Entries taken from a collection:
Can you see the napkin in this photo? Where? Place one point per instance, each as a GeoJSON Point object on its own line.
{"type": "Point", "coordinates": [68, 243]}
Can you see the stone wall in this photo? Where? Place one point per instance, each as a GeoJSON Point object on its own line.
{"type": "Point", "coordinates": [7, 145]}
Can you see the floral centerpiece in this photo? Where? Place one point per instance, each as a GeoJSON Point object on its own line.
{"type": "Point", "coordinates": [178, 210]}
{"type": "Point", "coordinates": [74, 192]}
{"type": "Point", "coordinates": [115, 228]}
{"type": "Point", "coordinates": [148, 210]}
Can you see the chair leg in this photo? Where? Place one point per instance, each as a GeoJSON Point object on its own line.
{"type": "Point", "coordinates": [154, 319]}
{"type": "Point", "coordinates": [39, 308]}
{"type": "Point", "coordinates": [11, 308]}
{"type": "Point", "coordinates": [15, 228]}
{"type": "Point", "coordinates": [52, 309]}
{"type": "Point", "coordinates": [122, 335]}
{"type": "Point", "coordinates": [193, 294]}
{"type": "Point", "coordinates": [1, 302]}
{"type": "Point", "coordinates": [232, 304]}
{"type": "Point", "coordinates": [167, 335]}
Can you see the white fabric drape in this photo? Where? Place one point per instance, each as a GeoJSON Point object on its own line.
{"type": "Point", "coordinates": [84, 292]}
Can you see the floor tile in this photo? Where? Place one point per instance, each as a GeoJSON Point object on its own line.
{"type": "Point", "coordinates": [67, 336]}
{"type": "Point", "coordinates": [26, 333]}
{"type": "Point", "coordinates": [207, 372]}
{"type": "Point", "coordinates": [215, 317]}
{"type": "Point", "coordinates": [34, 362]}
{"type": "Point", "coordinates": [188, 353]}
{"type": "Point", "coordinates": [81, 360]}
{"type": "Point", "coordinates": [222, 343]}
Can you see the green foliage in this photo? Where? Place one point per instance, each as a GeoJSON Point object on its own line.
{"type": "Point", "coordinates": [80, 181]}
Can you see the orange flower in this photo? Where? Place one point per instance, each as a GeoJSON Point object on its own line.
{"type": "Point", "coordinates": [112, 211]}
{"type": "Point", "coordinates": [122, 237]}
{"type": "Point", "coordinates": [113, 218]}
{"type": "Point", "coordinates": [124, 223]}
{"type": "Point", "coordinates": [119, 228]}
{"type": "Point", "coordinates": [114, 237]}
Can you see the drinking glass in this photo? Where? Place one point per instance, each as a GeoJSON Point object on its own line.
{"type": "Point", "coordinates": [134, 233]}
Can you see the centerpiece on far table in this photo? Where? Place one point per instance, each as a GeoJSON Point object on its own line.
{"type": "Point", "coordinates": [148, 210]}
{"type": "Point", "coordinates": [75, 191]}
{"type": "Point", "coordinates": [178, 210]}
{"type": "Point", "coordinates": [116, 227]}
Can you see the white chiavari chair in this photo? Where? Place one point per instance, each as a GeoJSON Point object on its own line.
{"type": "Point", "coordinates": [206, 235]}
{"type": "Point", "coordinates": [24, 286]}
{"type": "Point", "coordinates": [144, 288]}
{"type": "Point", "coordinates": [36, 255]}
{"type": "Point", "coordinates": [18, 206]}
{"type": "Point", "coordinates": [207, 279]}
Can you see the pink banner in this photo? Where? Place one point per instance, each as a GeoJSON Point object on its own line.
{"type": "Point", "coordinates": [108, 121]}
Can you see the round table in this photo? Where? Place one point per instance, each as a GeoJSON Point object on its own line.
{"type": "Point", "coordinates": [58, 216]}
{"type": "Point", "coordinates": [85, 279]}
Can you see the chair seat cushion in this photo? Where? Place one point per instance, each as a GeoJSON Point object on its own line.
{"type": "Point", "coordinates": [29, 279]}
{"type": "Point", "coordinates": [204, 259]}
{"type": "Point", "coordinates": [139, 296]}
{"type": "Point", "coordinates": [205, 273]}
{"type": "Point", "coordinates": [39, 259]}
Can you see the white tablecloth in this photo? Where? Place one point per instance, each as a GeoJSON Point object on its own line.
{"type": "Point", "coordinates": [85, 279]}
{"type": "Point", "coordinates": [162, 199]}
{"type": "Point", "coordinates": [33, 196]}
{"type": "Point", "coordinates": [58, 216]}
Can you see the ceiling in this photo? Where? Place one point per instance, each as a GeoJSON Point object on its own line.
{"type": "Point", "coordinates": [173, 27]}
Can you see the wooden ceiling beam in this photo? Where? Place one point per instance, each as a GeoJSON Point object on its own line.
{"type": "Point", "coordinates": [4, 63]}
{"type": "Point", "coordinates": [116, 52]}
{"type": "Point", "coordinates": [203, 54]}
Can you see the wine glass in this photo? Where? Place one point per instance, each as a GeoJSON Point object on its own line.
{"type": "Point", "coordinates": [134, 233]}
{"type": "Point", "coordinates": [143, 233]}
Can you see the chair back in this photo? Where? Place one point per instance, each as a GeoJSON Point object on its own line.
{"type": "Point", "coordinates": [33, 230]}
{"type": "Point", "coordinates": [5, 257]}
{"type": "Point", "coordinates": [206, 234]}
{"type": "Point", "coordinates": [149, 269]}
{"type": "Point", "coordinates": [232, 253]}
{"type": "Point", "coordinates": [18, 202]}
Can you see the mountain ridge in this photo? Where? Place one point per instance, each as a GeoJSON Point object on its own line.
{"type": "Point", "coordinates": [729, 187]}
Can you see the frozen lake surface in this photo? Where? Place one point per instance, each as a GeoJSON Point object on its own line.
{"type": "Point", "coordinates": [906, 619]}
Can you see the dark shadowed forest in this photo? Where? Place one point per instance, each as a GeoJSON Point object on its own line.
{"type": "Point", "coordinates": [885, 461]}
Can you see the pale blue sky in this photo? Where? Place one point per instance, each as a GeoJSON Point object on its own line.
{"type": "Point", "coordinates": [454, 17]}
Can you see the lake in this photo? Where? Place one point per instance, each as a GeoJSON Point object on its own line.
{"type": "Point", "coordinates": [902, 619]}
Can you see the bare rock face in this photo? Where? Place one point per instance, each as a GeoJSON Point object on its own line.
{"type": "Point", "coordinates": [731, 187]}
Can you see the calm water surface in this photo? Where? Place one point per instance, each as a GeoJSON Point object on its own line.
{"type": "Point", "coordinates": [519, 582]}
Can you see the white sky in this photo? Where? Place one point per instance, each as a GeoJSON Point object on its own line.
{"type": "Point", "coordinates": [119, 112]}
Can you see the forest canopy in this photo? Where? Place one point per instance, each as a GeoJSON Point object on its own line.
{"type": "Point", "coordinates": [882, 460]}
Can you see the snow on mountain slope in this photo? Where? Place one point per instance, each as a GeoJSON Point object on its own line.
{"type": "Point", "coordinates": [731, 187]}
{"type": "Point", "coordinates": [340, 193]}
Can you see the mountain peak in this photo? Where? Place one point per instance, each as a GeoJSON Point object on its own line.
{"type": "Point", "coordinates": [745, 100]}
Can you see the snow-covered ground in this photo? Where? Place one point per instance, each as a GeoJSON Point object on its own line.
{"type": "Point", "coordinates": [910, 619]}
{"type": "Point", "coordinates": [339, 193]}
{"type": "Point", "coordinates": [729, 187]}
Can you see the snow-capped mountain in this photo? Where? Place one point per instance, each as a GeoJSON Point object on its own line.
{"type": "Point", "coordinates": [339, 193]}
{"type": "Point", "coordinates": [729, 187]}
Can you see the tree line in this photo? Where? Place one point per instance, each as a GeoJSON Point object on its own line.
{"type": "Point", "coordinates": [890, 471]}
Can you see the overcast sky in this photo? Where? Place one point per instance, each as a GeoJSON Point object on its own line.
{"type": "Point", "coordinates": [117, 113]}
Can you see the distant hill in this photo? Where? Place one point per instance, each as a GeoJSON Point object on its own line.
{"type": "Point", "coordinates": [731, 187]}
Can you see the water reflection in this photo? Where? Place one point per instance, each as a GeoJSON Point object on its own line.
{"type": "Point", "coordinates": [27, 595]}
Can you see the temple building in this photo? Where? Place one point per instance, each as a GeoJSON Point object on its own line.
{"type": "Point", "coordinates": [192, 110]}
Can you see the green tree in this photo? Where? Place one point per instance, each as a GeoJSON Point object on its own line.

WHAT YOU WILL DO:
Quote exactly and only the lines from the one holding "Can you see the forest" through the end of the data.

TASK RESPONSE:
Can you see the forest canopy in this photo? Where? Place one point per instance, each as a GeoJSON Point object on its own line.
{"type": "Point", "coordinates": [882, 460]}
Can you see the snow on mountain slope in this photo? Where? Place one point per instance, each as a GeoJSON Point object on its own line.
{"type": "Point", "coordinates": [731, 187]}
{"type": "Point", "coordinates": [340, 193]}
Can you see the mountain peak in this photo? Where? Place one point per instance, each as a GeoJSON Point object on its own line.
{"type": "Point", "coordinates": [745, 100]}
Can you see the snow-covered ground in this photo? Where? Place one point per instance, each as a GeoJSON Point object on its own line.
{"type": "Point", "coordinates": [910, 619]}
{"type": "Point", "coordinates": [339, 193]}
{"type": "Point", "coordinates": [729, 187]}
Can you see the snow-capped mountain in this photo? Where? Place one point per instance, each as a GeoJSON Point object on its own line.
{"type": "Point", "coordinates": [339, 193]}
{"type": "Point", "coordinates": [729, 187]}
Can you see the tree line in this photo? Where? Place one point per instance, each as a GeoJSON Point object on its own line.
{"type": "Point", "coordinates": [890, 471]}
Can you see the overcast sky in this photo? Where? Place one point per instance, each as a GeoJSON Point object on its own line.
{"type": "Point", "coordinates": [117, 113]}
Can you see the distant hill in this photo? Where? Place one point per instance, each as a GeoJSON Point object on its own line.
{"type": "Point", "coordinates": [731, 187]}
Can you see the water reflection in this photo? Where? Place one point per instance, each as a GeoJSON Point object on its own line.
{"type": "Point", "coordinates": [27, 595]}
Can you see the temple building in this photo? Where? Place one point per instance, each as a GeoJSON Point object on its own line.
{"type": "Point", "coordinates": [192, 110]}
Can you see the green tree in this photo? Where? Place one point per instance, each as a GeoJSON Point object on its own line.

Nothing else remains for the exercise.